* What is being asked *
Gather, from the data below, each line in which the word "rocky" occurs.

* Exercise materials *
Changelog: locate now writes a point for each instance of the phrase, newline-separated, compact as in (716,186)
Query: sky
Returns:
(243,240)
* * *
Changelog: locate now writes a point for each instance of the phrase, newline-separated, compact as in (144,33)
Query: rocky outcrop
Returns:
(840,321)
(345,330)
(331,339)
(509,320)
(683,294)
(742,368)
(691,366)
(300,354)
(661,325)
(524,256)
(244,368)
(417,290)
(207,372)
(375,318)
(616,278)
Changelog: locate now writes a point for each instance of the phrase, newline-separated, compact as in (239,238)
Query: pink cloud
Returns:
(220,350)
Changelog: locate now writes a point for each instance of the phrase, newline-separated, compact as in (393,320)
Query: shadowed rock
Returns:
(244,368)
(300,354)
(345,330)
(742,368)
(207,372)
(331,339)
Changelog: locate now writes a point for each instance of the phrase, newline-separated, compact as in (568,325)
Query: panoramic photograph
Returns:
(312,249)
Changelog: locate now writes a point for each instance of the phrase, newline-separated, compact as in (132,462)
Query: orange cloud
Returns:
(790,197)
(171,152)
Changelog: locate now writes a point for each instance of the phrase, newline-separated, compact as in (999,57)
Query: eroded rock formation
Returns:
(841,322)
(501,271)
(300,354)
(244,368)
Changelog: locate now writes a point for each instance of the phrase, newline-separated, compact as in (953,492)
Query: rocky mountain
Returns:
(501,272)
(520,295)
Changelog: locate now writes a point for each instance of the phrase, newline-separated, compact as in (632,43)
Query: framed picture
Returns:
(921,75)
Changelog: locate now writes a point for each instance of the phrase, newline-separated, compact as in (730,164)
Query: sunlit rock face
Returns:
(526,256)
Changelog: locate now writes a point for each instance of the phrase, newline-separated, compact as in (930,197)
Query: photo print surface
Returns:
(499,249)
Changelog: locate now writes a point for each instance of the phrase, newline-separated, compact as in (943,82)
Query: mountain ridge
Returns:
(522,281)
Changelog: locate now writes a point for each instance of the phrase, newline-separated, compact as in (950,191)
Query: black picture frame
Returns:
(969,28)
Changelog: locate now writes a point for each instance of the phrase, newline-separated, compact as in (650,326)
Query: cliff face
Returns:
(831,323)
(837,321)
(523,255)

* Answer to this task *
Query: rocky outcrop
Query: rocky mountain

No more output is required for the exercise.